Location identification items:
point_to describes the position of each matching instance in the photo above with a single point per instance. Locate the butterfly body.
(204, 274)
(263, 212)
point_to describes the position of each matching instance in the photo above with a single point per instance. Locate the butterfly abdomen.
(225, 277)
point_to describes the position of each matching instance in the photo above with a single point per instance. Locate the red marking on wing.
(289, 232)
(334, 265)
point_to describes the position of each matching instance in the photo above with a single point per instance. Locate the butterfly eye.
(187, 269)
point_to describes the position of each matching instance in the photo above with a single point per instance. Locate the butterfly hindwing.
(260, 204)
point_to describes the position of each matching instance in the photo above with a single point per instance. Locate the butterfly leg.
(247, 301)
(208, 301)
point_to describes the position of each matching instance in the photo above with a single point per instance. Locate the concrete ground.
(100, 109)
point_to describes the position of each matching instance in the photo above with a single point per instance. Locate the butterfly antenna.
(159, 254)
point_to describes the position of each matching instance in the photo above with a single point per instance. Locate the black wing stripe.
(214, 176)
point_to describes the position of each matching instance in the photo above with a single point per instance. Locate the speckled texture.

# TO DO:
Extract every line from the records above and reproduce each one verbatim, keeping the original order.

# CORRECT RESULT:
point_to describes the position of each matching instance in the photo above with a single point per instance. Locate the butterfly body.
(204, 274)
(263, 212)
point_to describes the position of each matching instance in the photo above with a single point per instance. Locate the butterfly abdomen.
(225, 277)
point_to describes the position of each matching instance in the photo above with a single point per instance. Locate the red marking on wing.
(289, 232)
(334, 265)
point_to describes the position of each matching instance in the photo above with a single point per instance. Locate the butterfly eye.
(187, 269)
point_to describes the position of each matching instance in the photo above with a single point per instance. Locate the butterfly hindwing.
(260, 204)
point_to describes the position of each matching instance in the photo above with a single point per instance. Locate the butterfly leg.
(247, 301)
(208, 301)
point_to describes the position of each matching instance in the photo above with a single point per instance. Locate the concrete ground.
(100, 109)
point_to describes the position of each matching instance in the photo above with a single point per instance. Locate the butterfly antenna.
(159, 254)
point_to describes the position of each matching instance in the photo above with a single point per instance. Locate the black wing stripe.
(214, 176)
point_to describes the position of each matching instance in the photo above with a single point per instance. Locate the speckled texture.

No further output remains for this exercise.